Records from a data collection
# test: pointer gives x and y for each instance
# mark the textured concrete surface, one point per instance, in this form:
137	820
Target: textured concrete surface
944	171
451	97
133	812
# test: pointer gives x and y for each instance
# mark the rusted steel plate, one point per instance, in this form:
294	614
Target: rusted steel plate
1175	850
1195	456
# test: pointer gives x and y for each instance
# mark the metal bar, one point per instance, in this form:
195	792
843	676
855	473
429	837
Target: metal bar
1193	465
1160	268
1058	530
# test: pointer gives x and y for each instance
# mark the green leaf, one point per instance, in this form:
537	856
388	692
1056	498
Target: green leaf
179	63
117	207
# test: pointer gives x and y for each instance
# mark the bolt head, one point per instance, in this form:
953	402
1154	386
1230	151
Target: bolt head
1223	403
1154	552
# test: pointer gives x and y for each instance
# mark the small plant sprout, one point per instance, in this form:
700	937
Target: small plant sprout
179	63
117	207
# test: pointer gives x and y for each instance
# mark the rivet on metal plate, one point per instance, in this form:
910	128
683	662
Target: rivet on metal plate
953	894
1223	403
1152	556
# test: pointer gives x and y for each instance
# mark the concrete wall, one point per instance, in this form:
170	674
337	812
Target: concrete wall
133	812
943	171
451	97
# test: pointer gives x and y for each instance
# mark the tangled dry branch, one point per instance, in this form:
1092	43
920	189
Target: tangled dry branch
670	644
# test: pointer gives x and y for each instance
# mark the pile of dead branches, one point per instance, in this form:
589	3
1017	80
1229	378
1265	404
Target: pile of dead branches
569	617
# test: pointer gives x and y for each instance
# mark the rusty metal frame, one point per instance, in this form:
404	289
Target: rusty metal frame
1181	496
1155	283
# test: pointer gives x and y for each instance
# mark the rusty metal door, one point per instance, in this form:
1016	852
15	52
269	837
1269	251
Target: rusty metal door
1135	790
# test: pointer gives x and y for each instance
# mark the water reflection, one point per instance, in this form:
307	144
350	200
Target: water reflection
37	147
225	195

Your instructions: Make a verbatim copy of every entry shown above.

Answer area:
# test: pointer gives x and y for each instance
# mark the textured concrete surface, one point per instance, in this form:
137	820
Target: textured concrete surface
944	171
451	97
133	812
# test: pointer gives x and y for each instance
# mark the rusted steel plate, one point per instance, in this form:
294	614
Target: rusted steel plate
1175	850
1195	456
# test: pointer gives x and y for each instance
# mark the metal bar, one point per instance, in this form:
195	792
843	676
855	473
429	837
Target: metal bar
1193	465
1160	268
1058	530
# test: pointer gives x and y for each instance
# mark the green leaf, one point per instance, in this form:
537	856
388	692
1056	498
Target: green leaf
179	63
117	207
# test: pointer gives x and y for each instance
# mark the bolt head, one point per instance, in this form:
953	402
1154	386
1230	151
Target: bolt head
1223	403
1154	552
# test: pointer gives x and y for each instance
# mark the small plant sprout, one point per instance, in this form:
700	937
Target: small plant sprout
179	63
117	207
# test: pointer gives x and y for each instance
# mark the rivet on metal plate, one point per instance, in this form:
910	128
683	662
Target: rivet on metal plate
953	894
1223	403
1152	556
# test: pointer gives x and y for each instance
# mark the concrete wall, one point per instance, in this form:
170	674
337	812
Target: concrete wall
133	812
943	171
451	97
# test: pointer gives x and y for each instance
# mark the tangled dry branch, one point per instance, in this form:
1092	43
920	189
Target: tangled dry branch
670	644
# test: pointer gives x and y for each instance
# mark the pile of dead branches, one point per instance, in this form:
589	3
1017	80
1229	378
1265	404
Target: pile of dead branches
569	617
# test: pointer gives x and y for each instance
# mark the rusty metal frame, one point per instance, in this form:
404	289
Target: rusty metal frame
1181	496
1155	283
# test: pointer gives x and y for each instance
# mark the rusty metal door, one point per instance, in this form:
1016	852
15	52
269	837
1269	251
Target: rusty metal door
1135	790
# test: pointer gives x and y for each instance
# mark the water reflection, one point per instance, in this form:
307	144
350	200
Target: water reflection
37	147
225	195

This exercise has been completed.